Region labeling rows
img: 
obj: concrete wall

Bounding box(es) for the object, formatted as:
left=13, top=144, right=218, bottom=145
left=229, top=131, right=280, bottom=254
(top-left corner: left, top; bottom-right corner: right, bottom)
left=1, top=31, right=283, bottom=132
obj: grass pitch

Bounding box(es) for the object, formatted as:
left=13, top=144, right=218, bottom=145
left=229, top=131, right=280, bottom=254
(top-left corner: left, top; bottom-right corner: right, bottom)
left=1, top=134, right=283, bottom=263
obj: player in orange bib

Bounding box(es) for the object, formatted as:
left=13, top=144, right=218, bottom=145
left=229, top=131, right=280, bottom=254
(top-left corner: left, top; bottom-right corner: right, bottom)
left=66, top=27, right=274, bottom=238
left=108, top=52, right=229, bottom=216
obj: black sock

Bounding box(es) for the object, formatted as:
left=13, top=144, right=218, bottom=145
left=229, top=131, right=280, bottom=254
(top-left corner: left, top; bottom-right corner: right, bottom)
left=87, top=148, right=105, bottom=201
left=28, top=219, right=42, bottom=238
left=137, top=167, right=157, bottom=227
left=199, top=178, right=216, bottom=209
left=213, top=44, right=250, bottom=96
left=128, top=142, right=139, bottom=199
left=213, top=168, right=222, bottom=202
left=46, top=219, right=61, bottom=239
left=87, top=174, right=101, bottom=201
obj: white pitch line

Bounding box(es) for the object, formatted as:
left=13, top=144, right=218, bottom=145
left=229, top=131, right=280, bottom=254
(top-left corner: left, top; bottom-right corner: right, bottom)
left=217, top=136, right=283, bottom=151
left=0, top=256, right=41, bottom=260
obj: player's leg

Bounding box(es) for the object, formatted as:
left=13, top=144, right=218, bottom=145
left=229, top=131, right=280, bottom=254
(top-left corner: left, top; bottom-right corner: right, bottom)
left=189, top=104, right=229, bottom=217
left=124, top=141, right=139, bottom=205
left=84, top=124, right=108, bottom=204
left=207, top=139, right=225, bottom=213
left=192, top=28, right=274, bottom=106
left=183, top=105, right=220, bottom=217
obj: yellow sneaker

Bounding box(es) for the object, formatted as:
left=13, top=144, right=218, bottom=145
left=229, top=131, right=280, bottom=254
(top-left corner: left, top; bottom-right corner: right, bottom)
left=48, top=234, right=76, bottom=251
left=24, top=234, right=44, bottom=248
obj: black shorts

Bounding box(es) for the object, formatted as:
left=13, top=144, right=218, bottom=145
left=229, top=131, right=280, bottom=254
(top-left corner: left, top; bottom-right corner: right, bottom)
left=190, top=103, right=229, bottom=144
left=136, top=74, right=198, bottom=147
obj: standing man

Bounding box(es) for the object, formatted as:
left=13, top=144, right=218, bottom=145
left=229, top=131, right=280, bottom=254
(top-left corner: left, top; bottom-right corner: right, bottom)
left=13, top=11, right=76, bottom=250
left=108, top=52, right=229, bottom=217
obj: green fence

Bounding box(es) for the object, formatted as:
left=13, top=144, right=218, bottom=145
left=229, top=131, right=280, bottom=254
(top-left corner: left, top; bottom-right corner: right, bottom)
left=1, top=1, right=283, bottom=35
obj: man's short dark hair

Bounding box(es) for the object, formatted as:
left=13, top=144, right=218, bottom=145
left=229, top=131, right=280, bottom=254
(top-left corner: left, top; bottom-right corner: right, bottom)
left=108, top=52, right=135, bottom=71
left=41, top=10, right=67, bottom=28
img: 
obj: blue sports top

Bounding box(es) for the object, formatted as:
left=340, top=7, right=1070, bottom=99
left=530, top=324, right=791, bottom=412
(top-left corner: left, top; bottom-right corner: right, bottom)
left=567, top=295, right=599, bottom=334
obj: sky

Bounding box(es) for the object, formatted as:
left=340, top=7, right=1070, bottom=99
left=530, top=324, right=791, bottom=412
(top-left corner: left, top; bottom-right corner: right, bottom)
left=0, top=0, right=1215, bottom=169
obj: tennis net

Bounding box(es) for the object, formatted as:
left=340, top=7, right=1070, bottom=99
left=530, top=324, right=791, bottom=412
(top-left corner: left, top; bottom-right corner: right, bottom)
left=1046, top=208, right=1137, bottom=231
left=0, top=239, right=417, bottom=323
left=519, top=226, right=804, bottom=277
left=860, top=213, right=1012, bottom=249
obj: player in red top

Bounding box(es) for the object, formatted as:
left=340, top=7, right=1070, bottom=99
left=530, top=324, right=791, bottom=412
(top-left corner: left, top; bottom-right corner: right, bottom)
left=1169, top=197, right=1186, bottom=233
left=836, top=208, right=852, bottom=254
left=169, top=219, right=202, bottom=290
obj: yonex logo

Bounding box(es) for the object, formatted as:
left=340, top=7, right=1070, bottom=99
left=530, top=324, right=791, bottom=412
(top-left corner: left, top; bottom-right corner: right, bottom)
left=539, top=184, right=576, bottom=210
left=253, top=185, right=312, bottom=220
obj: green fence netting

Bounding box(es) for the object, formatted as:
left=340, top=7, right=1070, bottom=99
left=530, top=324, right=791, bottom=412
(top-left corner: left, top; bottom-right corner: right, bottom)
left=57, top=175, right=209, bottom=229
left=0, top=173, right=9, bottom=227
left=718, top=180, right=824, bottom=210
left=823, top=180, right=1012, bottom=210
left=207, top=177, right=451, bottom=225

* _GIVEN TASK_:
Shift every bounding-box coordinate in the answers by adding 88 to it, and leave the numbers in the requests and their format samples unchanged. Write out everything from the start of the rows down to the line containing "left=183, top=105, right=220, bottom=217", both included, with the requests kept in place.

* _WORKED ANSWER_:
img: 
obj: concrete wall

Bounding box(es) for the object, formatted as:
left=13, top=144, right=218, bottom=145
left=229, top=131, right=280, bottom=254
(top-left corner: left, top; bottom-right corner: right, bottom)
left=89, top=119, right=371, bottom=220
obj: grass pitch

Bounding box(es) for the object, formatted as:
left=13, top=144, right=218, bottom=145
left=229, top=131, right=280, bottom=254
(top-left corner: left, top; bottom-right corner: right, bottom)
left=89, top=222, right=371, bottom=351
obj: player in orange bib

Bounding box(es) for the object, formatted as:
left=13, top=144, right=218, bottom=145
left=229, top=131, right=280, bottom=254
(top-left corner: left, top; bottom-right corner: right, bottom)
left=154, top=115, right=362, bottom=326
left=196, top=140, right=317, bottom=304
obj: black sock

Bounding box(es) for the object, formatted as:
left=13, top=144, right=218, bottom=145
left=229, top=131, right=280, bottom=254
(top-left corner: left, top; bottom-right corner: right, bottom)
left=175, top=236, right=193, bottom=289
left=116, top=307, right=130, bottom=326
left=225, top=255, right=245, bottom=315
left=287, top=266, right=304, bottom=297
left=301, top=132, right=338, bottom=184
left=216, top=230, right=227, bottom=287
left=301, top=256, right=310, bottom=290
left=134, top=307, right=149, bottom=327
left=175, top=262, right=189, bottom=289
obj: white pitch line

Bounding box(es) for the object, formatted as:
left=13, top=144, right=218, bottom=145
left=229, top=131, right=280, bottom=254
(top-left corner: left, top; bottom-right corner: right, bottom)
left=305, top=224, right=371, bottom=239
left=88, top=344, right=129, bottom=348
obj: player's leg

Bounding box(es) for the object, formatted as:
left=13, top=144, right=218, bottom=145
left=229, top=131, right=280, bottom=254
(top-left corner: left, top; bottom-right corner: right, bottom)
left=277, top=192, right=317, bottom=305
left=212, top=229, right=227, bottom=293
left=172, top=212, right=196, bottom=292
left=295, top=227, right=313, bottom=301
left=280, top=116, right=362, bottom=194
left=271, top=193, right=308, bottom=305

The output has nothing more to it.